--- Begin Extract provided ---
# 55 Ford 600 transmission



## PJ161 (Sep 12, 2016)

Sorry, the title of the post is wrong and should be a 600 series not 641, my mistake. My 600 is jumping out of 3rd gear when I back off the throttle, it doesn't do it under power. I can't find my workshop manual anywhere. Probably a ball in a detent with a weak spring, but without the schematic in the manual I'll be working blind, any help on this? PJ


----------



## PJ161 (Sep 12, 2016)

Can't believe no one can help. Maybe someone on TracByNet can help.


----------



## dozer966 (Dec 30, 2014)

Hang tight PJ it's a weekend and a lot of folks are at camp. I'm Shure someone will be by soon. Wish I could help but I haven't played in those tranny's yet .


----------



## Ultradog (Feb 27, 2005)

PJ161 said:


> Sorry, the title of the post is wrong and should be a 600 series not 641, my mistake. My 600 is jumping out of 3rd gear when I back off the throttle, it doesn't do it under power. I can't find my workshop manual anywhere. Probably a ball in a detent with a weak spring, but without the schematic in the manual I'll be working blind, any help on this? PJ





PJ161 said:


> Sorry, the title of the post is wrong and should be a 600 series not 641, my mistake. My 600 is jumping out of 3rd gear when I back off the throttle, it doesn't do it under power. I can't find my workshop manual anywhere. Probably a ball in a detent with a weak spring, but without the schematic in the manual I'll be working blind, any help on this? PJ


Which transmission is it then?
Must be a 5 speed.
Those are the ones that commonly pop out of gear.


----------



## PJ161 (Sep 12, 2016)

Ultradog said:


> Which transmission is it then?
> Must be a 5 speed.
> Those are the ones that commonly pop out of gear.


_It's a 55 4 speed not 5. I'm still trying to find my manual, sooner or later I guess._


----------
--- End Extract provided ---
--- Begin Provided material ---
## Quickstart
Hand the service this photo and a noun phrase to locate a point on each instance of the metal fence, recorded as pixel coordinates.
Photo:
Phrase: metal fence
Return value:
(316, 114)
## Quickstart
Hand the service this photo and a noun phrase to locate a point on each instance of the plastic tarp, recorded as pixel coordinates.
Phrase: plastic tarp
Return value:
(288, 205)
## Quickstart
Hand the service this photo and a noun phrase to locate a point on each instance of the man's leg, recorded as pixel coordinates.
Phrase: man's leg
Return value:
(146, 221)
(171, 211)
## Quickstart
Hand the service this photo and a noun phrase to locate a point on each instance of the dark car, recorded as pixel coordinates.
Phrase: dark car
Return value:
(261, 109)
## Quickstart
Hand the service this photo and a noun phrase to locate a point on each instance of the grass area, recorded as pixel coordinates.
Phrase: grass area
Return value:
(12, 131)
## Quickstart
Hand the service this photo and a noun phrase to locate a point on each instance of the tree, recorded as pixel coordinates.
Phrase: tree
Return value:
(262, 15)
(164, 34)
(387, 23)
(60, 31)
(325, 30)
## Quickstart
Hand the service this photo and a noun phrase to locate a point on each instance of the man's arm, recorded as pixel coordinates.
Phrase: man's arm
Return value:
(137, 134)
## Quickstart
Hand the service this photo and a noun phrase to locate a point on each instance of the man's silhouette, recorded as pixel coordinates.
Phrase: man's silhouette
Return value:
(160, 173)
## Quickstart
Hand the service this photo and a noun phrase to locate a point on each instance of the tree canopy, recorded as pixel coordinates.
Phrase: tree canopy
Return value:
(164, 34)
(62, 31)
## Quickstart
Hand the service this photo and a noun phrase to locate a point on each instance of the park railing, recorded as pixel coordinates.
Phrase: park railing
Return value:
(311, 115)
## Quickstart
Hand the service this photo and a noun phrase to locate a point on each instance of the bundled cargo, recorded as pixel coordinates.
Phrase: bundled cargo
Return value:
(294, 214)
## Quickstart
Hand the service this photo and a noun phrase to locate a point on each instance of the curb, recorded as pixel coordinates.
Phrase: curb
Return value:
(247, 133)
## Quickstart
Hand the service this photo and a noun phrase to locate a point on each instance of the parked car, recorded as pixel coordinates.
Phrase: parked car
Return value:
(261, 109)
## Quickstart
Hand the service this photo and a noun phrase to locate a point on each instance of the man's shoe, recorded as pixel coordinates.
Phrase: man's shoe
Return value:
--- End Provided material ---
Exercise prompt
List every username that appears as a post author in the Ford 600 transmission thread, each name once. The data given with the Ford 600 transmission thread isn't needed.

Final result
PJ161, dozer966, Ultradog